## TASK DESCRIPTION:
Replace "puppy's" with "dog's" throughout the lines below, keeping everything else unchanged.

Entries from a point annotation set

********************

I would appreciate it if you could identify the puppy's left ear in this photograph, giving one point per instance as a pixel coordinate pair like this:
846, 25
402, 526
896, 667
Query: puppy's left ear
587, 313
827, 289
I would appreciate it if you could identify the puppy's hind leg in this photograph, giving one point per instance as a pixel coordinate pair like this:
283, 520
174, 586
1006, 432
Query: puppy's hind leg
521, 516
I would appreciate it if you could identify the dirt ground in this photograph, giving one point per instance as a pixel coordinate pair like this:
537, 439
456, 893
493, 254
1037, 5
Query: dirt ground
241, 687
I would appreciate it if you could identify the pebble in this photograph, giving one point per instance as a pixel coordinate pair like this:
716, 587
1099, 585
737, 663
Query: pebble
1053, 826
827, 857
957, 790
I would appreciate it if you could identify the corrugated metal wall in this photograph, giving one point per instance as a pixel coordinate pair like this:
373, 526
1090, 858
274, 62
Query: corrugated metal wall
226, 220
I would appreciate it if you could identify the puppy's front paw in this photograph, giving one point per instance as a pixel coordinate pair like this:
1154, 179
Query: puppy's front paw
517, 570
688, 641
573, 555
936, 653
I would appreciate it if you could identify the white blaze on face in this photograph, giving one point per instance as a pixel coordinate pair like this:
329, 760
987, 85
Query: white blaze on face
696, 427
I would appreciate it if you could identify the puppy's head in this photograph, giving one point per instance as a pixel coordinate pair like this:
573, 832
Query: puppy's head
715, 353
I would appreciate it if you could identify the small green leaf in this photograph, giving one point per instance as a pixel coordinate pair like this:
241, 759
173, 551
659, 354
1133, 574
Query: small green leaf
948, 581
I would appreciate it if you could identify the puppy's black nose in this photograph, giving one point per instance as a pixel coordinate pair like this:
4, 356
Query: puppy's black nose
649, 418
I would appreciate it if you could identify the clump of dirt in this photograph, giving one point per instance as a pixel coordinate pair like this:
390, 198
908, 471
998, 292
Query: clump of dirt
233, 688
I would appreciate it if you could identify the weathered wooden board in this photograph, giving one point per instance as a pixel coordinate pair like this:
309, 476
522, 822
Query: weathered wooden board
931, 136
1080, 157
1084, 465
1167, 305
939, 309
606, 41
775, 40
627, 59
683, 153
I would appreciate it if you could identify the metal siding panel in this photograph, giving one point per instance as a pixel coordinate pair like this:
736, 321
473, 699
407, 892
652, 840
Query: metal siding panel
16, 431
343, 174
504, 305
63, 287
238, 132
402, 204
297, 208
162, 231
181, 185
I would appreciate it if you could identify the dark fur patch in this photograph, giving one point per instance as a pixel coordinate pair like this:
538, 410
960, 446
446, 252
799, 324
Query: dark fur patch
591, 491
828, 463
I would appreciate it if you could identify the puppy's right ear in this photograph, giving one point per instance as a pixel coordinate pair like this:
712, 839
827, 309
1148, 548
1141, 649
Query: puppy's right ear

********************

## FINAL RESULT:
I would appreciate it if you could identify the dog's left ear in this photograph, giving one point per instance as a pixel coordinate pair like this:
846, 25
402, 526
896, 667
Query: dog's left ear
587, 313
827, 289
I would appreciate it if you could identify the dog's hind leg in this photograph, giving one point per instance as a pixel coordinate pair like this:
283, 520
174, 586
1006, 432
Query: dog's hind leg
521, 516
I would appreciate it if you could identify the dirt ground in this photograph, giving one point per instance as a pixel coordinate pair like this:
537, 439
456, 893
493, 254
1037, 5
Query: dirt ground
241, 687
I would appreciate it if you could identify the pebble in this photograph, giving one point per instance as a pixel coordinate pair like this:
716, 587
1099, 585
737, 663
Query: pebble
1053, 826
827, 857
957, 790
I would appreciate it if you could identify the corrugated metal wall in this photograph, giving one point per instance as a pixel coordinate pair like this:
373, 526
1090, 858
274, 62
Query: corrugated metal wall
226, 220
I would appreciate it if you could identify the dog's front paw in this photograph, giving one point per instance as a pixel coordinate pair like this:
1154, 179
Query: dog's front paw
517, 570
688, 641
573, 555
936, 653
I would appreciate it if you could identify the white blaze on face in this photograph, giving one point per instance as a pixel coordinate pair like this:
329, 760
987, 85
Query: white blaze on face
696, 427
I would appreciate it if you could identify the dog's head in this photograph, giving one point per instance as a pixel coordinate pair like this:
573, 832
Query: dog's head
715, 353
I would appreciate it if you could identify the small green leaf in this photograph, giving one point per instance as a pixel coordinate pair like this:
241, 759
173, 551
659, 354
1133, 574
Query: small green leaf
948, 581
I would appreciate it if you could identify the dog's black nose in this photograph, giving one point per instance as a pixel coordinate pair like this:
4, 356
Query: dog's black nose
649, 418
I would appreciate it if you could identify the clump of dirt in this photograph, giving one point per instance as a pixel coordinate pair like this:
390, 198
908, 471
998, 292
Query: clump of dirt
233, 688
I would appreciate it if you could identify the weathered wooden board in this photograph, giving one point per instance as a pixel coordinate pair like this:
309, 476
522, 822
Query: weathered wooden board
931, 136
1080, 157
1084, 465
1167, 305
939, 309
606, 41
775, 40
627, 59
683, 153
I would appreciate it if you could identify the metal siding panel in this photograph, giving one point per instance as a pixel coordinate pair like this:
736, 321
473, 699
407, 892
652, 840
Query: metal siding panel
16, 431
343, 174
504, 305
63, 287
238, 132
402, 204
297, 208
162, 231
181, 185
I would appreciate it if you could identify the dark fur patch in this photograph, giving one point per instance as a pixel coordinate pair like this:
538, 410
960, 446
446, 252
799, 324
Query: dark fur patch
591, 491
828, 463
I would appreciate it if you could identify the dog's right ear in this photograph, giving one point per instance as a pixel coordinate pair like this:
712, 839
827, 309
1148, 548
1141, 649
Query: dog's right ear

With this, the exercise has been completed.